**DATA PROVIDED:**
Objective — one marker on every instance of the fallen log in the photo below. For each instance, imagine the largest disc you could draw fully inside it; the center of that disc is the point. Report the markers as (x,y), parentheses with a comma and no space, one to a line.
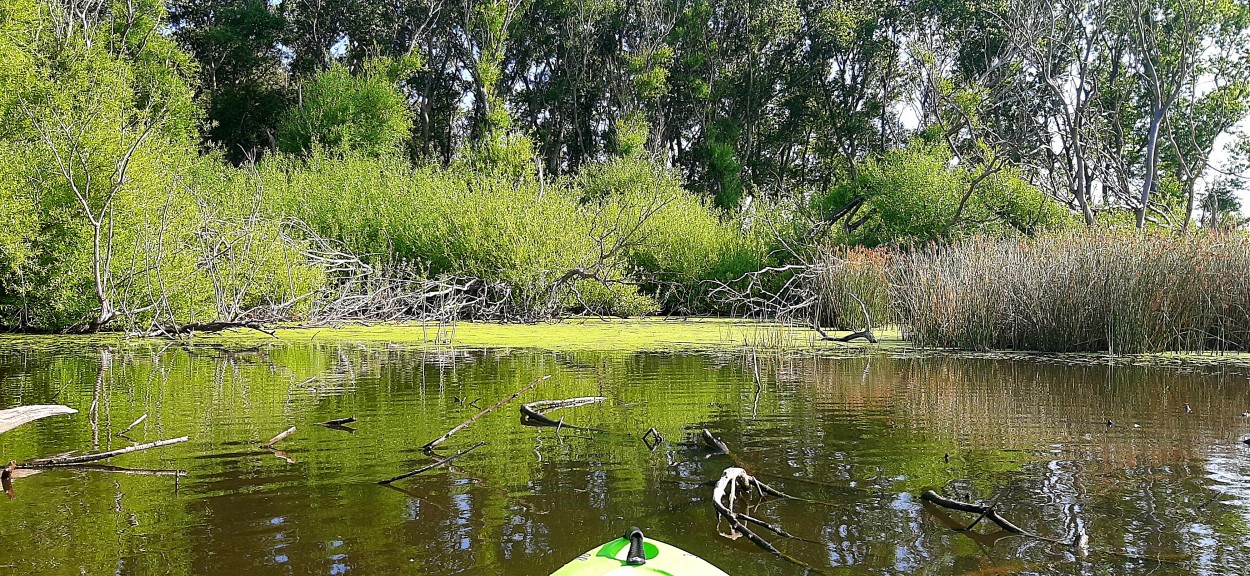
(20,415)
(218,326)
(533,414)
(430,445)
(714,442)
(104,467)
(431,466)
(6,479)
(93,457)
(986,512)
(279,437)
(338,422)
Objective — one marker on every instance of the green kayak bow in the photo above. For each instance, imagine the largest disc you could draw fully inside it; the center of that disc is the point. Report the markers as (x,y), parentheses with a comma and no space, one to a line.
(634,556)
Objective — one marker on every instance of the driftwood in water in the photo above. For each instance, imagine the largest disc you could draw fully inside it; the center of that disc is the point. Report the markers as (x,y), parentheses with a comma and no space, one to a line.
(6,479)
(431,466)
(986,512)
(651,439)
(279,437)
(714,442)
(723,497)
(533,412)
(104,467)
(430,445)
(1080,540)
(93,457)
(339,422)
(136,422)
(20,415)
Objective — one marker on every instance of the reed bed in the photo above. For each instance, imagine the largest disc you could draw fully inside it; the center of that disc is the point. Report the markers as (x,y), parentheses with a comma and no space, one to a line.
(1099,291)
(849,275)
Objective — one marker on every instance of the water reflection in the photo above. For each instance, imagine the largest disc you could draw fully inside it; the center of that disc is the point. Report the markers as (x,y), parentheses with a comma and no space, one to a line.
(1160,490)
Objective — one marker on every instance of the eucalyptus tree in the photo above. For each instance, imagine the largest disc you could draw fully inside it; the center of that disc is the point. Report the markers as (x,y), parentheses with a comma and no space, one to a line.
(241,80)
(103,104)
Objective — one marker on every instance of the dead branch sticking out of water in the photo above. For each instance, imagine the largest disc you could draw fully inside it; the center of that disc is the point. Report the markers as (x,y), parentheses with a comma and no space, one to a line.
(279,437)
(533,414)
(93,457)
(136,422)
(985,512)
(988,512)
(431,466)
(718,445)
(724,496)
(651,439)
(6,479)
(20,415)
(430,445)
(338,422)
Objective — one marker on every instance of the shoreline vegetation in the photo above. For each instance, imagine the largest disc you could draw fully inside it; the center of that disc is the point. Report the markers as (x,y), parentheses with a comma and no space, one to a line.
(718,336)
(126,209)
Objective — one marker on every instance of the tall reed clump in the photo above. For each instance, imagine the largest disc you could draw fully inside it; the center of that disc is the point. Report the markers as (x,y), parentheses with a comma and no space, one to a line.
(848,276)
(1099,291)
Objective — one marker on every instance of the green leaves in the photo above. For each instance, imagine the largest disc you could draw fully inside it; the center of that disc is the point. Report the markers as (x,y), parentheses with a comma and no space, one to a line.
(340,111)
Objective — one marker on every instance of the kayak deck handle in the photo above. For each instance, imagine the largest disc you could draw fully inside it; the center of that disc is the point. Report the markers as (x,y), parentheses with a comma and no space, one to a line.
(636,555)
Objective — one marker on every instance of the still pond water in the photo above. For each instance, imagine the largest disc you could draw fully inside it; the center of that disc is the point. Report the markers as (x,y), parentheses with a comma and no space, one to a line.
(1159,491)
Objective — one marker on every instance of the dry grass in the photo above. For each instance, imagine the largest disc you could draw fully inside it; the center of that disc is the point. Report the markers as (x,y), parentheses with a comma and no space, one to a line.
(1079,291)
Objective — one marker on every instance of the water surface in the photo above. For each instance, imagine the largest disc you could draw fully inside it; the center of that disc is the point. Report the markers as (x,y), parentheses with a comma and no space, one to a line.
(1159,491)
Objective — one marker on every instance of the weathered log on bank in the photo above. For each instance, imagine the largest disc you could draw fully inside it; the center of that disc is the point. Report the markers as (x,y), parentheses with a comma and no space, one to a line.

**EXERCISE:**
All of the material above needs to be restated exactly, with no pictures.

**OUTPUT OF THE EXERCISE:**
Objective — one marker on every instance of the fallen log in the photo below. For each instance, imagine the largest disc you could draw fully inside it; the center of that disc is the point. Report the markers as (x,y), parentheses with a comma and no space, one to a line.
(20,415)
(218,326)
(533,414)
(430,445)
(714,442)
(104,467)
(431,466)
(6,479)
(93,457)
(986,512)
(279,437)
(338,422)
Objective — one marker on every instance of the green kayak bow in the photo above. For each instance, imagine the largest disc you could draw fully inside it; the center of that disc is the point. Report the markers as (x,y), parentheses with a comma and no space, one to a line.
(634,556)
Objective — one marker on every instance of the driftwood in water in the photo above. For each instance, imagine the largest disc you could draw fully inside it; the center of that disc is the point. Report the markers as (x,y), parentheses with a comma and no space, one to a line.
(6,479)
(431,466)
(986,512)
(651,439)
(279,437)
(714,442)
(723,497)
(533,412)
(104,467)
(430,445)
(1080,540)
(93,457)
(339,422)
(136,422)
(20,415)
Objective — one marker on every instance of the reed bed in the photo above. For each instance, imagine the largest disc you could draw fully inside it; the center of that disc is the point. Report the markers as (x,y), parentheses with a comma and no space, one to a line.
(1099,291)
(849,275)
Objective — one marker on every instance of the water reflection in the photo above. For each instance, imagine the largest disc you could draw fully inside it; the center of that disc is the point. Report the markers as (x,y), parentheses with a comma and no space, one to a line.
(1160,490)
Objective — one marker on every instance of the eucalyptus tree in the photo above. For each instance, imagine the largest disc you could draw fully inside it; the center of that disc is the point. Report the markers as (x,y), parentheses with a comma and no space, one to a line.
(241,80)
(103,104)
Objective — one marker on every instance of the dead branch sticking out of water in the photo above. For each instance, imagine the largest disc you could draw fully inside it; the center of that disc is the point. Report the markers as (x,y), parentheses with a comma and no space, one to a line.
(279,437)
(533,414)
(93,457)
(136,422)
(985,512)
(988,512)
(431,466)
(718,445)
(724,496)
(651,439)
(6,479)
(20,415)
(430,445)
(338,422)
Objective — one marker on every instance of the shoreline vegetation in the photo above. For each instance, imagine the largest disc you could draw fully inside it; the center of that disc is the point. Report the markers as (x,y), parentheses with a comma and no space, one to a line.
(718,336)
(126,209)
Objective — one marker on every instance of the tall reed clump in the photo above. For each instance, imagine the largest disc you could draw fully inside it; the center of that disc is the point. Report the markers as (x,y), parentheses with a comma and no space, one to a line.
(848,276)
(1099,291)
Objective — one marker on every instance of the green leaves in the photo above. For each instance, imagine the largest disc you could draw fully inside it; the center of that disc is the point. Report the markers as (x,y), parentheses with a comma and no space, one to a line.
(340,111)
Objective — one marker on every instance of the kayak deck handle in the photo above. For each instance, imagine the largest disc you could draw fully inside it; the center of that disc is the point. Report the markers as (x,y), parentheses with a comma and no space, one to a line.
(636,555)
Objective — one marker on every instance of the still pond water in the photo above. For each instance, imagine the largest disc you could draw fully inside it; the center of that disc is the point. Report the markers as (x,y), parentheses with a comma and no space, one to a line.
(1159,491)
Objective — one marker on every instance of the dry grass in the photo above. For each instance, imagine the largest disc you could draw fully inside it; the center of that disc is the point. Report the markers as (x,y), parentheses with a comma and no space, one to a line.
(1079,291)
Objective — one marker on every instance of the water surface in the photo above. For each instance, imagine the largest disc you could draw fully inside it; the center of that disc is the point. Report the markers as (x,y), parentheses with a comma and no space, one to a line.
(1159,491)
Objective — one marker on every instance of the weathered log on bank in the photo above. For each instance, imagine the largest disc you could draw fully inside it; the center of that disc is the point. Report the markers as (x,y), parentheses with a comma and no space, one to a line.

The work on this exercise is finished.